__PROBLEM TO SOLVE__. In the entries that follow, find the word "walking" and report each line it is on.

____

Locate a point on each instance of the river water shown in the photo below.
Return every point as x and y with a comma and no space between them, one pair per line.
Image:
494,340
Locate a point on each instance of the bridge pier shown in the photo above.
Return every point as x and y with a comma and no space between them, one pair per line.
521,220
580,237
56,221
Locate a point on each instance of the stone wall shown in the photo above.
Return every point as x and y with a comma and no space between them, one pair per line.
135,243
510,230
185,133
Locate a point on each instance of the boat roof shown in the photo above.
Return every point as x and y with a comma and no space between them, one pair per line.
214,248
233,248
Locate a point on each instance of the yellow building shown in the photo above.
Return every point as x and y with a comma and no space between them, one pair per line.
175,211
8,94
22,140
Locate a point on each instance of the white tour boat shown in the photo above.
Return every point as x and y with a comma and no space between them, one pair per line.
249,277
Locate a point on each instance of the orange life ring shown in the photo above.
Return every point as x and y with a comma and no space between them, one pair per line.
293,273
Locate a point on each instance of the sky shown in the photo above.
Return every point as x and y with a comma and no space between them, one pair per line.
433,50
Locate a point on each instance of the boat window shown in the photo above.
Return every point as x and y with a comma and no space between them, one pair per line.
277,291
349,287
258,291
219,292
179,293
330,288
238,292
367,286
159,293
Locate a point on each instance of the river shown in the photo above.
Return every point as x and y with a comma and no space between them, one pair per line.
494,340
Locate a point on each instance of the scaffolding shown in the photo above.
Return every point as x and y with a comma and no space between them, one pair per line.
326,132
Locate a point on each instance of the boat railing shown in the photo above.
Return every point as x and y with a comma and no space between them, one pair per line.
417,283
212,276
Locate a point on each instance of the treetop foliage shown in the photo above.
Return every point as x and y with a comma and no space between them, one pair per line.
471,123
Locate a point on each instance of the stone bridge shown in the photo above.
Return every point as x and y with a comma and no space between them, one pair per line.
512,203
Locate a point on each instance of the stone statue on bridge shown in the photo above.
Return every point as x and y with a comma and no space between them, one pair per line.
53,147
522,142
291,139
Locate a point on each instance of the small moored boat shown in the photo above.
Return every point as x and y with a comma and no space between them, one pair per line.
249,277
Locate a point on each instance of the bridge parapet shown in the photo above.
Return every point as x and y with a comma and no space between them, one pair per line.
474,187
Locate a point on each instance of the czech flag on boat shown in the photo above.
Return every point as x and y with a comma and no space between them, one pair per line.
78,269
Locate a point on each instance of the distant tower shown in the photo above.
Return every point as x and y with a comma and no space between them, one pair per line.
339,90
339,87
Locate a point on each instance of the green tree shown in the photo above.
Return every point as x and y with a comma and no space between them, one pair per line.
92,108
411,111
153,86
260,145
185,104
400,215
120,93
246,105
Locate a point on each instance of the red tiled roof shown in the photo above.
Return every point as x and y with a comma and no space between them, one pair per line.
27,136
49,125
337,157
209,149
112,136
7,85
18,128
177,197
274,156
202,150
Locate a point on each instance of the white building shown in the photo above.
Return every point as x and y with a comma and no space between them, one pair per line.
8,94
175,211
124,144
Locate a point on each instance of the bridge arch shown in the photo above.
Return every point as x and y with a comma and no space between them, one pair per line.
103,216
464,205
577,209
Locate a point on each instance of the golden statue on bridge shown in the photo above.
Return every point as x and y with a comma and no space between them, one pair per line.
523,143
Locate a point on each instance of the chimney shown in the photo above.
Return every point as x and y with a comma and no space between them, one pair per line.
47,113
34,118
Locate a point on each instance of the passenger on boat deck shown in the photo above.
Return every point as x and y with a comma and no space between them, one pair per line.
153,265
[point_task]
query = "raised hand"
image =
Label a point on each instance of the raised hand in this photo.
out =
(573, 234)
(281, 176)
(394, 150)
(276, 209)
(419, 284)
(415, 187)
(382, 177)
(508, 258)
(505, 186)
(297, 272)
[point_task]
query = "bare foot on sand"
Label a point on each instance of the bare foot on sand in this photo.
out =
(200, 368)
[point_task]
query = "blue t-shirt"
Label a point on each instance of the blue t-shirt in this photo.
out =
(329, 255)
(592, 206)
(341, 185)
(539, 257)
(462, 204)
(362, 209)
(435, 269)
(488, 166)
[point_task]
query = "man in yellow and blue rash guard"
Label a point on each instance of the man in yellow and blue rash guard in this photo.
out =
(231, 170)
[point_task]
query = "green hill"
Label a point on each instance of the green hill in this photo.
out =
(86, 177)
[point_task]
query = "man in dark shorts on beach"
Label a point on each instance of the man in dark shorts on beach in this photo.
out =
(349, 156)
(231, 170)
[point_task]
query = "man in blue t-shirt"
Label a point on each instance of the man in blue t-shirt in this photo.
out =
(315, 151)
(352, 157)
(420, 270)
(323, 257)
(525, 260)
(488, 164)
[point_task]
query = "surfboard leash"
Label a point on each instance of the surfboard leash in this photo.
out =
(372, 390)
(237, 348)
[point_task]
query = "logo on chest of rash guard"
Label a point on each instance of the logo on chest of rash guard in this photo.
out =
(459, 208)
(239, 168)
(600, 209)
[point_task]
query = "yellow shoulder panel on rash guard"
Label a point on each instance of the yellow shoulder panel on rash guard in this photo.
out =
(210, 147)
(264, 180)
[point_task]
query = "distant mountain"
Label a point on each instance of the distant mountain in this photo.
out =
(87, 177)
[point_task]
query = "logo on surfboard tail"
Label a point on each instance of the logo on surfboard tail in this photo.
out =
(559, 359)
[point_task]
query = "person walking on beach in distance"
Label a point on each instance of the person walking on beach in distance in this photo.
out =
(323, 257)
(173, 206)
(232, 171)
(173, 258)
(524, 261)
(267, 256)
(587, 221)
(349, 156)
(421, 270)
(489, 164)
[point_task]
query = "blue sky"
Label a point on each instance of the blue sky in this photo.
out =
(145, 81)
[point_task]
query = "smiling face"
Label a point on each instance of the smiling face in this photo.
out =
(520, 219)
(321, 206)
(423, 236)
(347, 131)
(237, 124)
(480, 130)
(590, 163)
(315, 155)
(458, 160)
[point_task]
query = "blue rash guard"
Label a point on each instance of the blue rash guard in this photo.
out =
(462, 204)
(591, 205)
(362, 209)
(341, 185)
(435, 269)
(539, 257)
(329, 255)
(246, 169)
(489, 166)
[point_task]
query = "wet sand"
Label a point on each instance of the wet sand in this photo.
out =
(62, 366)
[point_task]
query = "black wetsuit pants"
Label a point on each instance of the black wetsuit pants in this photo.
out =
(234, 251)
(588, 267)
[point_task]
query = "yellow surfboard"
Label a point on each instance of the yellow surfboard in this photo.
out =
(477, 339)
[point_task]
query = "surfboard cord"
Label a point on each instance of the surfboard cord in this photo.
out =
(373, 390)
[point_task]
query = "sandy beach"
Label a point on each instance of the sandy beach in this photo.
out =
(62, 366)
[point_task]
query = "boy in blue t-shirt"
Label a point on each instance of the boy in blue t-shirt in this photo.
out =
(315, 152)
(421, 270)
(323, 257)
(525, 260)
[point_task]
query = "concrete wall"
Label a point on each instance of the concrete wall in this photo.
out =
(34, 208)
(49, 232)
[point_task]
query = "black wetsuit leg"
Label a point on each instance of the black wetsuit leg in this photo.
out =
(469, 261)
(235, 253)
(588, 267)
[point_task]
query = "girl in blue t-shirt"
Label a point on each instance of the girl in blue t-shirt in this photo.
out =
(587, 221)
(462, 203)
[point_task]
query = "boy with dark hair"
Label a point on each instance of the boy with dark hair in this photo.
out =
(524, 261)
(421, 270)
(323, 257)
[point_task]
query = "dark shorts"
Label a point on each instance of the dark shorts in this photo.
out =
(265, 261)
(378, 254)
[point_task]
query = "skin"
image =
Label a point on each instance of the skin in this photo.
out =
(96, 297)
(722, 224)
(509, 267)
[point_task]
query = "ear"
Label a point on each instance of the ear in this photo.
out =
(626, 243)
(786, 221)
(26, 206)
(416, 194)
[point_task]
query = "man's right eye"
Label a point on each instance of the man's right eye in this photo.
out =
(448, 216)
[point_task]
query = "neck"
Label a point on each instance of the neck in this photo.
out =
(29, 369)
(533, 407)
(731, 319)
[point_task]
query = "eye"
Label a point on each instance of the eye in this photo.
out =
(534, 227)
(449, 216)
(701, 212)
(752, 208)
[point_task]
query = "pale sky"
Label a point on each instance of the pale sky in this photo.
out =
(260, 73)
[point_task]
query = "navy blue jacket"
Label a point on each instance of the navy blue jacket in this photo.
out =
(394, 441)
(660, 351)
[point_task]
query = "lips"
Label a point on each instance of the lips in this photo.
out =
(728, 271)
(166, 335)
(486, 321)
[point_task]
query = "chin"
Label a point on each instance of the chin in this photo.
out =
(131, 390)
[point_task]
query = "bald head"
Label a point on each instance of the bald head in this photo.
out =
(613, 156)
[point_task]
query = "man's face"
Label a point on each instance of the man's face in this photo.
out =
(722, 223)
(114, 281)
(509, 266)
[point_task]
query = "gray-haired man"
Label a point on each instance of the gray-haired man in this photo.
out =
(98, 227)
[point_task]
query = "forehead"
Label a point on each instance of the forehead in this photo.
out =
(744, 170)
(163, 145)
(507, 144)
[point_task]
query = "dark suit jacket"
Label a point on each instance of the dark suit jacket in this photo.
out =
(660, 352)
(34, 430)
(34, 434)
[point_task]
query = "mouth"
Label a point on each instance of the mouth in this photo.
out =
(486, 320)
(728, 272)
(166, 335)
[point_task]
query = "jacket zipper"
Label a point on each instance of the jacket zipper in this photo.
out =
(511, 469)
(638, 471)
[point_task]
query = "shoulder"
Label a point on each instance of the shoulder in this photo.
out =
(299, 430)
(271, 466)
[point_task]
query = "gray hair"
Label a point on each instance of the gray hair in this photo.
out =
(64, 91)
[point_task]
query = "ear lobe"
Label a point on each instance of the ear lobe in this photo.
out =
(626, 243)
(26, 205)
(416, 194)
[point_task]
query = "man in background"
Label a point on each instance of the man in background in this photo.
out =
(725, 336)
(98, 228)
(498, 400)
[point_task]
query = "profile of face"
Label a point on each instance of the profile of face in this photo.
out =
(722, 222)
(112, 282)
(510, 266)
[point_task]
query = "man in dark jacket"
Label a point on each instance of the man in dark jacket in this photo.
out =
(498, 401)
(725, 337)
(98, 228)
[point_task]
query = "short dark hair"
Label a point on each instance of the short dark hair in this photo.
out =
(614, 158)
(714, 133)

____

__SOLUTION FOR THIS PROBLEM__.
query = "person walking on beach in distance"
Label a point on each instance of the person walking on beach in distance in this photo.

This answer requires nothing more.